Stated exercise:
Identify each line in the records below that contains the word "yellow" and copy those lines out in full.

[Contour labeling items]
** START **

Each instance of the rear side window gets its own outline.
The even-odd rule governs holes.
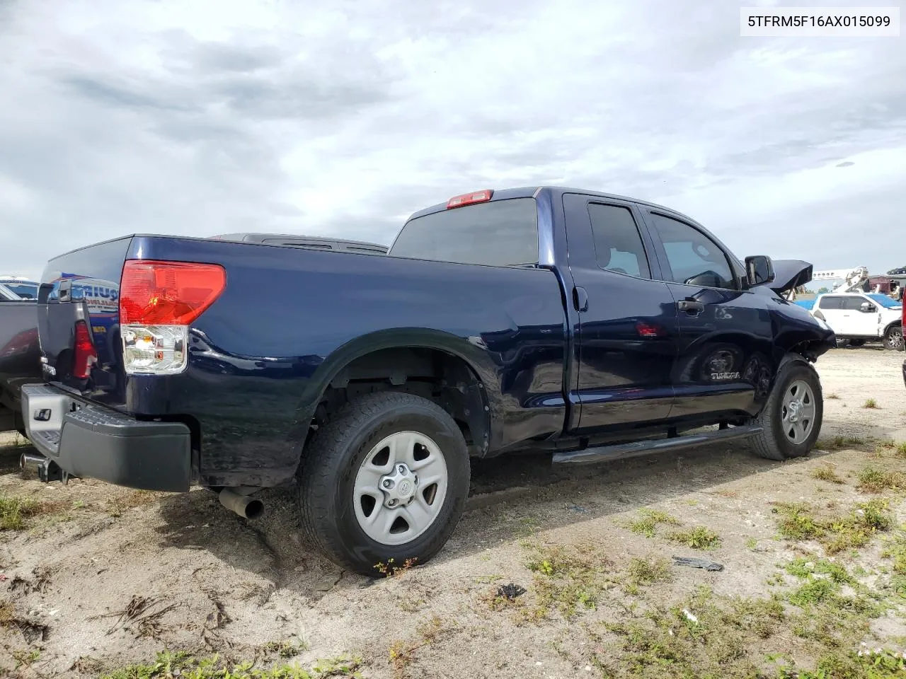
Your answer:
[[[736,289],[736,279],[727,255],[718,244],[688,224],[651,214],[673,281],[709,288]]]
[[[868,301],[864,297],[843,297],[843,311],[862,311],[863,302]]]
[[[821,302],[818,304],[819,309],[843,309],[843,297],[822,297]]]
[[[629,208],[590,203],[588,215],[598,266],[617,273],[651,278],[639,226]]]
[[[390,253],[489,266],[537,263],[538,208],[535,198],[510,198],[416,217]]]

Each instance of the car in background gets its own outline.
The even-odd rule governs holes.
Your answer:
[[[24,434],[22,386],[43,380],[37,290],[28,279],[0,277],[0,432]]]
[[[38,283],[24,276],[0,276],[0,300],[36,300]]]
[[[838,343],[860,347],[882,341],[884,349],[903,350],[902,302],[879,292],[826,292],[818,295],[812,315],[826,322]]]

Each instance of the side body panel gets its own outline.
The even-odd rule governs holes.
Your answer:
[[[573,327],[581,412],[578,419],[571,418],[570,429],[591,434],[666,418],[673,403],[676,306],[666,283],[656,280],[658,264],[638,206],[580,194],[564,194],[563,205],[569,270],[583,308]],[[620,215],[634,236],[632,244],[624,244],[626,235],[612,233],[615,229],[606,222],[595,224],[605,232],[595,241],[590,210],[600,209]],[[610,259],[612,244],[615,253],[639,267],[633,274],[602,268],[601,258]],[[596,246],[605,244],[608,253],[596,253]],[[642,247],[644,252],[639,250]],[[633,249],[634,259],[626,254]],[[573,300],[573,305],[578,300]]]
[[[328,384],[349,360],[388,347],[435,348],[468,363],[485,385],[492,452],[563,429],[566,327],[552,271],[162,236],[135,236],[102,263],[93,252],[57,258],[45,278],[118,282],[124,259],[226,267],[226,290],[193,324],[185,372],[125,376],[113,361],[100,369],[118,379],[99,376],[108,387],[98,400],[112,407],[198,422],[206,484],[291,477]],[[48,336],[64,346],[72,314],[56,315]]]
[[[651,207],[642,212],[678,310],[679,356],[672,379],[676,401],[670,419],[757,415],[770,392],[778,360],[766,296],[743,289],[732,253],[699,225],[676,213]],[[669,252],[664,243],[668,225],[707,243],[708,256],[716,260],[713,264],[697,262],[700,255],[692,248],[688,253],[672,248]],[[708,266],[721,272],[725,285],[702,284],[701,278],[677,282],[686,276],[676,271],[678,260],[684,257],[693,267],[700,262],[703,272],[711,271]]]

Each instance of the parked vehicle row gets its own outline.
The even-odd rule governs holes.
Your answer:
[[[880,292],[829,292],[815,298],[811,312],[827,322],[839,342],[881,341],[884,349],[902,351],[902,308],[901,301]]]
[[[48,263],[25,426],[44,478],[198,484],[243,516],[294,483],[310,540],[373,573],[443,547],[470,456],[806,454],[834,338],[779,294],[811,265],[777,264],[550,186],[421,210],[385,256],[125,236]]]

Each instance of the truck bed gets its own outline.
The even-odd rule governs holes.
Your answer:
[[[118,365],[113,301],[123,262],[140,256],[216,263],[227,272],[225,292],[193,323],[182,374],[127,376]],[[90,392],[66,374],[79,307],[78,300],[59,300],[67,279],[89,295],[83,301],[99,347]],[[348,359],[382,343],[439,344],[466,359],[487,385],[495,423],[487,444],[496,448],[564,426],[567,328],[564,294],[549,270],[132,235],[51,260],[42,282],[42,337],[55,373],[49,381],[140,417],[191,414],[200,468],[212,485],[247,483],[249,474],[261,485],[290,477],[298,462],[294,442],[304,437],[325,386]]]

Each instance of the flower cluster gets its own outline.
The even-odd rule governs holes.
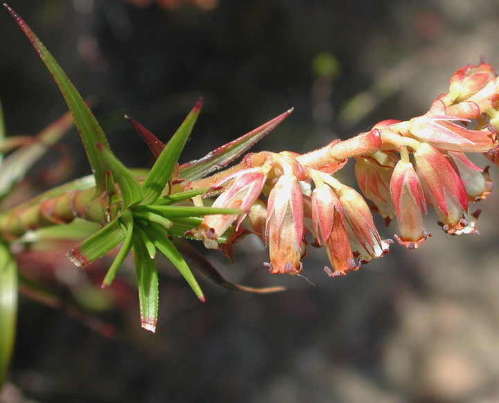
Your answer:
[[[327,251],[329,276],[388,252],[392,241],[380,237],[373,211],[387,226],[396,219],[394,237],[409,249],[430,235],[423,224],[428,206],[446,233],[478,233],[479,211],[471,212],[470,204],[485,199],[492,183],[488,168],[476,166],[464,153],[499,160],[498,93],[496,74],[481,60],[457,70],[449,92],[421,116],[384,120],[369,132],[302,155],[248,154],[229,174],[218,174],[207,193],[218,195],[213,206],[241,213],[206,216],[189,233],[217,248],[218,237],[236,222],[236,229],[256,233],[268,246],[270,262],[265,265],[271,273],[290,274],[301,271],[306,234],[312,234],[313,246]],[[334,177],[351,158],[360,192]]]

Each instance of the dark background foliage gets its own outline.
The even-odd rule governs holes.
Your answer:
[[[304,152],[380,120],[424,113],[446,91],[450,74],[480,54],[499,66],[499,6],[492,0],[10,6],[91,97],[112,148],[129,166],[150,165],[152,158],[124,114],[167,139],[203,96],[188,161],[294,107],[256,149]],[[6,12],[0,12],[0,49],[8,131],[34,134],[65,105]],[[71,174],[89,173],[76,132],[64,142],[74,155]],[[103,335],[100,321],[67,304],[21,298],[0,401],[497,401],[499,211],[491,199],[480,206],[481,237],[446,236],[430,215],[434,236],[419,250],[394,245],[389,256],[340,278],[325,276],[326,254],[313,248],[307,278],[267,274],[266,252],[251,237],[236,246],[233,265],[207,254],[231,281],[288,287],[278,294],[236,294],[201,278],[207,296],[201,304],[163,265],[155,334],[139,328],[130,268],[105,293],[91,286],[105,261],[77,269],[64,257],[70,244],[51,255],[24,254],[26,273],[85,301],[89,311],[101,310],[98,321],[116,332]],[[394,232],[392,225],[385,236]]]

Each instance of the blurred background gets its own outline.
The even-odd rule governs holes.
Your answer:
[[[166,140],[202,96],[186,161],[293,107],[254,150],[303,152],[381,120],[425,113],[452,73],[480,55],[499,66],[494,0],[9,4],[91,99],[112,147],[130,167],[153,159],[125,114]],[[67,108],[6,11],[0,52],[8,132],[35,134]],[[69,176],[90,173],[76,131],[64,143],[73,156]],[[351,168],[341,176],[353,184]],[[71,242],[51,254],[23,253],[24,274],[61,297],[21,298],[0,402],[498,402],[498,202],[493,193],[478,206],[480,237],[447,235],[430,214],[433,236],[419,249],[393,245],[389,256],[341,278],[323,272],[322,249],[309,248],[306,278],[268,274],[267,253],[251,237],[236,246],[234,264],[207,253],[230,281],[285,285],[279,294],[236,293],[200,274],[202,304],[164,263],[154,334],[140,328],[131,267],[100,291],[93,285],[105,259],[76,269],[64,257]],[[383,231],[392,238],[396,226]]]

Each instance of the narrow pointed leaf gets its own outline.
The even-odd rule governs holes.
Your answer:
[[[150,212],[167,219],[184,218],[186,217],[202,217],[210,214],[243,214],[237,208],[223,207],[198,207],[196,206],[139,206],[134,212]]]
[[[222,168],[234,161],[255,143],[261,140],[286,119],[292,111],[292,109],[281,114],[254,130],[213,150],[200,159],[184,163],[180,166],[179,177],[193,181],[206,176],[213,170]]]
[[[139,289],[141,325],[146,330],[156,331],[158,310],[158,276],[156,262],[149,256],[142,239],[134,233],[133,253]]]
[[[164,144],[163,144],[156,136],[152,134],[152,133],[149,132],[149,130],[134,119],[132,119],[127,115],[125,115],[125,118],[130,122],[134,129],[141,135],[142,139],[146,142],[146,144],[148,145],[148,147],[152,152],[152,154],[157,159],[164,148]]]
[[[1,100],[0,100],[0,143],[3,143],[5,141],[6,136],[7,136],[7,132],[5,127],[5,118],[3,117],[3,107],[2,106]],[[3,153],[0,152],[0,163],[3,159]]]
[[[177,269],[187,281],[198,298],[201,301],[204,302],[204,296],[201,287],[198,284],[195,277],[194,277],[189,265],[182,258],[180,252],[177,250],[175,245],[170,240],[166,231],[162,227],[155,224],[151,224],[146,229],[148,230],[148,233],[155,242],[156,247],[177,267]]]
[[[96,145],[101,144],[104,147],[109,149],[104,132],[83,98],[45,46],[14,10],[6,4],[4,4],[4,6],[28,37],[66,100],[66,103],[74,117],[75,123],[87,152],[90,167],[94,172],[96,185],[96,194],[101,193],[105,190],[106,168],[101,159],[101,154],[97,150]]]
[[[142,219],[146,222],[155,222],[159,224],[164,228],[168,228],[171,226],[172,222],[168,218],[166,218],[163,215],[150,211],[146,209],[143,210],[135,210],[134,209],[134,217],[136,218]]]
[[[184,149],[198,119],[202,104],[200,99],[156,160],[142,184],[144,193],[142,204],[150,204],[155,202],[166,186],[175,164],[177,163],[180,152]]]
[[[114,249],[125,240],[125,234],[116,218],[87,238],[66,256],[76,266],[85,266]]]
[[[222,276],[215,267],[210,263],[202,253],[200,253],[187,241],[180,238],[173,238],[172,242],[177,249],[189,260],[191,260],[195,265],[196,268],[200,270],[200,271],[201,271],[213,283],[221,287],[234,291],[241,291],[243,292],[251,292],[254,294],[270,294],[272,292],[284,291],[286,289],[286,287],[279,285],[276,287],[255,288],[254,287],[248,287],[247,285],[241,285],[240,284],[229,283]]]
[[[98,147],[107,168],[118,183],[123,198],[123,208],[142,201],[142,188],[133,174],[109,150]]]
[[[120,221],[121,222],[122,226],[125,227],[125,240],[123,241],[123,245],[121,245],[121,249],[119,252],[118,252],[116,257],[107,270],[105,277],[104,277],[101,285],[103,288],[109,286],[112,283],[112,280],[114,280],[118,269],[123,265],[123,262],[128,255],[128,252],[130,252],[132,249],[132,235],[134,229],[134,221],[132,213],[129,211],[123,212],[120,217]]]
[[[148,250],[149,257],[154,259],[156,257],[156,247],[154,242],[149,238],[149,235],[144,231],[140,225],[135,226],[135,232],[142,239],[144,245]]]
[[[0,388],[14,347],[17,316],[17,265],[8,245],[0,242]]]
[[[195,196],[203,195],[209,190],[209,188],[200,188],[199,189],[191,189],[185,192],[180,192],[179,193],[172,193],[166,196],[161,196],[155,202],[155,206],[161,204],[161,206],[169,206],[177,202],[191,199]]]
[[[74,120],[69,112],[49,125],[31,141],[9,155],[2,163],[0,170],[0,197],[4,197],[12,186],[24,178],[26,172],[56,143]]]

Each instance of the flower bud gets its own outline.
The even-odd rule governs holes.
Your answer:
[[[414,156],[416,172],[444,231],[453,234],[463,229],[467,225],[464,215],[468,213],[468,195],[459,174],[428,144],[421,144]]]
[[[296,274],[301,271],[304,207],[301,191],[295,175],[284,174],[269,194],[265,239],[272,274]]]
[[[426,202],[419,177],[408,161],[399,161],[390,181],[390,193],[396,212],[400,236],[395,235],[401,244],[415,249],[429,236],[423,228],[423,210]]]
[[[393,153],[378,151],[356,159],[355,174],[362,193],[376,205],[387,226],[395,215],[389,192],[392,173],[397,162]]]
[[[340,199],[326,185],[318,186],[312,192],[312,219],[316,242],[326,247],[333,266],[333,271],[324,267],[326,273],[333,276],[358,269],[350,247]]]
[[[492,66],[483,60],[478,66],[461,67],[450,78],[449,96],[457,102],[466,100],[495,77],[496,71]]]

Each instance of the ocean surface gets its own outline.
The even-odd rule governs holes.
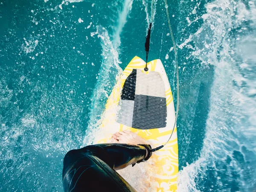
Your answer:
[[[167,3],[178,191],[256,191],[256,3]],[[91,144],[116,77],[145,59],[150,22],[148,60],[176,102],[164,0],[153,3],[0,0],[0,191],[63,191],[64,156]]]

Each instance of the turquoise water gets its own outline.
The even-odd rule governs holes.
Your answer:
[[[167,2],[178,190],[254,191],[255,2]],[[62,191],[65,153],[91,143],[116,76],[145,59],[151,3],[0,1],[0,191]],[[161,59],[175,96],[164,1],[154,7],[149,60]]]

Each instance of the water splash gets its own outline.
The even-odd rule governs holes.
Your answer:
[[[256,55],[250,51],[256,46],[256,9],[242,2],[207,3],[202,26],[179,46],[215,66],[203,148],[198,160],[180,172],[179,191],[250,192],[256,187],[256,170],[250,166],[256,160]]]
[[[131,9],[133,1],[126,0],[123,9],[119,14],[117,26],[111,41],[108,31],[101,26],[97,27],[97,31],[91,34],[93,36],[97,35],[100,38],[102,48],[102,64],[94,91],[91,97],[92,104],[90,114],[88,128],[84,140],[84,145],[93,142],[97,128],[101,124],[101,118],[105,109],[105,105],[111,93],[116,80],[122,70],[119,66],[119,48],[121,44],[120,35],[126,23],[127,16]]]

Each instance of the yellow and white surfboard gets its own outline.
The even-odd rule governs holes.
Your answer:
[[[160,59],[148,63],[146,72],[145,65],[143,60],[136,56],[123,71],[108,100],[96,143],[108,143],[113,133],[123,130],[136,133],[148,140],[152,148],[168,140],[175,119],[170,84]],[[134,169],[136,166],[137,169]],[[135,182],[139,184],[131,181],[130,172],[135,170],[136,175],[142,175],[139,182]],[[168,143],[153,152],[147,162],[125,168],[119,173],[125,179],[129,175],[131,178],[127,181],[138,191],[159,192],[176,191],[178,172],[175,128]]]

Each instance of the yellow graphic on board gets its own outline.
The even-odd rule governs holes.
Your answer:
[[[143,70],[145,64],[144,61],[136,56],[123,71],[120,81],[118,81],[106,105],[99,131],[103,136],[101,137],[99,136],[96,139],[97,143],[108,142],[114,132],[127,130],[135,132],[139,136],[148,140],[151,144],[152,148],[164,144],[168,140],[175,121],[173,98],[170,84],[164,68],[160,59],[148,62],[147,64],[148,71],[147,72]],[[120,124],[116,122],[122,89],[126,78],[134,69],[141,70],[145,74],[148,74],[150,71],[156,71],[160,74],[165,84],[166,90],[167,117],[165,128],[141,130]],[[146,168],[145,174],[146,174],[147,177],[142,179],[145,180],[140,181],[143,184],[145,183],[148,190],[146,191],[176,191],[178,172],[178,157],[177,128],[175,128],[171,139],[165,147],[154,152],[149,160],[146,163],[146,163],[146,166],[144,167]],[[137,189],[138,191],[140,191],[140,189]]]

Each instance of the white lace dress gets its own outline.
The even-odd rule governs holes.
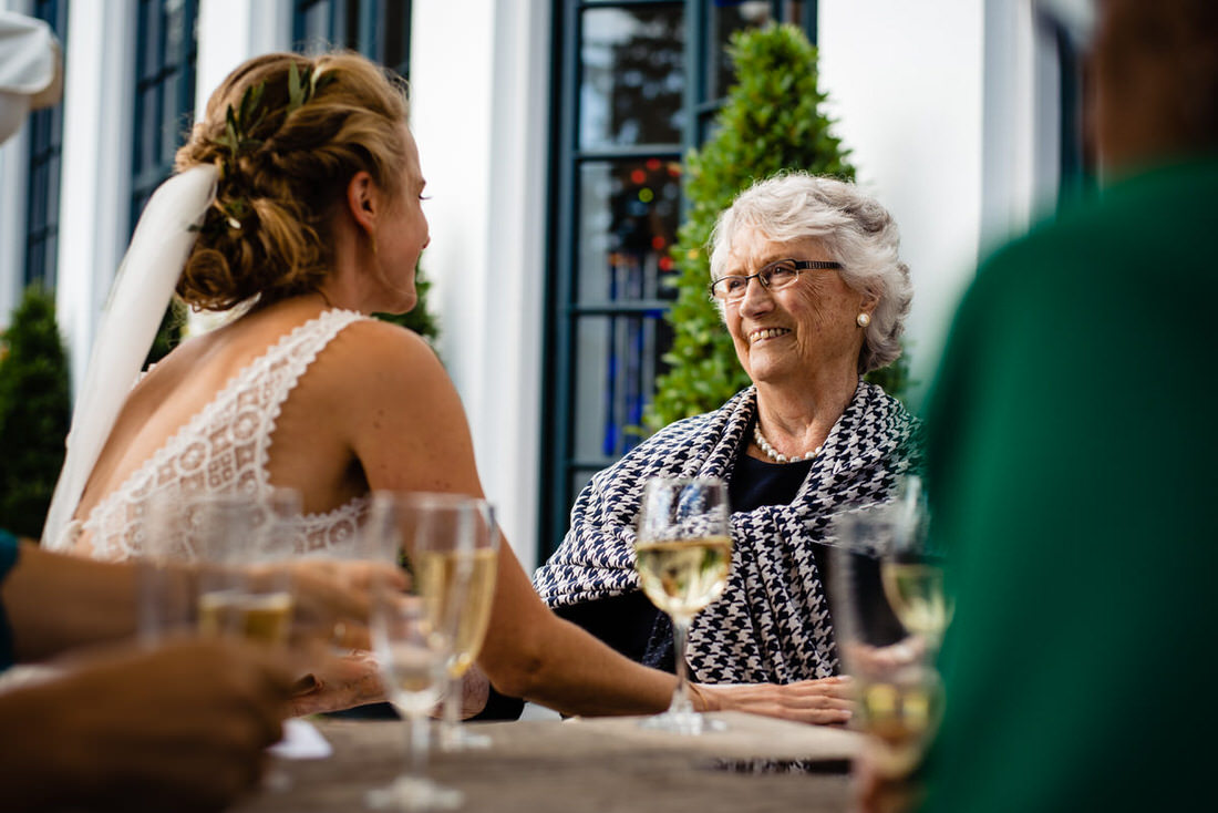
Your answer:
[[[190,494],[269,495],[267,458],[284,401],[322,349],[340,330],[365,318],[352,311],[325,311],[280,339],[234,375],[83,523],[73,519],[55,549],[71,549],[88,531],[94,558],[125,559],[145,550],[147,509],[155,500]],[[350,551],[368,502],[365,495],[334,511],[298,518],[297,553]]]

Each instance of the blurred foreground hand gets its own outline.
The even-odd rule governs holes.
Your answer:
[[[0,694],[5,811],[216,811],[255,787],[292,672],[241,641],[74,658]]]

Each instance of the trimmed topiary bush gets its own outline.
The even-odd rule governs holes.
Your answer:
[[[686,157],[686,221],[672,247],[678,294],[665,316],[674,341],[664,356],[669,372],[657,379],[644,416],[652,430],[715,410],[749,385],[706,293],[706,243],[719,213],[742,189],[780,169],[854,179],[848,151],[831,132],[833,122],[821,112],[826,96],[817,87],[816,49],[804,33],[789,24],[738,32],[728,54],[737,83],[727,91],[711,138]],[[898,395],[906,369],[903,356],[867,380]]]
[[[55,297],[34,286],[0,336],[0,528],[41,535],[71,411]]]

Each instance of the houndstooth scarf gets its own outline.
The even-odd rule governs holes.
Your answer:
[[[552,607],[639,590],[635,523],[653,477],[732,475],[756,414],[756,390],[674,423],[585,486],[571,528],[533,584]],[[896,400],[859,383],[788,506],[732,514],[727,590],[694,617],[688,663],[703,683],[778,683],[838,673],[828,605],[812,555],[833,516],[890,499],[921,464],[921,424]]]

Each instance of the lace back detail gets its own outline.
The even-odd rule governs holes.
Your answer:
[[[347,325],[367,317],[325,311],[295,328],[252,361],[119,488],[90,512],[95,558],[124,559],[146,546],[149,506],[194,494],[270,492],[270,438],[280,410],[318,353]],[[298,553],[351,545],[367,511],[358,497],[324,514],[300,519]]]

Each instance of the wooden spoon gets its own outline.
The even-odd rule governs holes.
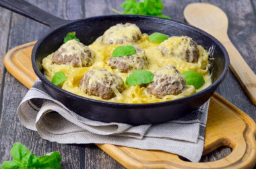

** END **

Exercise answer:
Each instance of the yellow and white surfboard gets its own outline.
Each instance of the yellow graphic on board gets its own outline.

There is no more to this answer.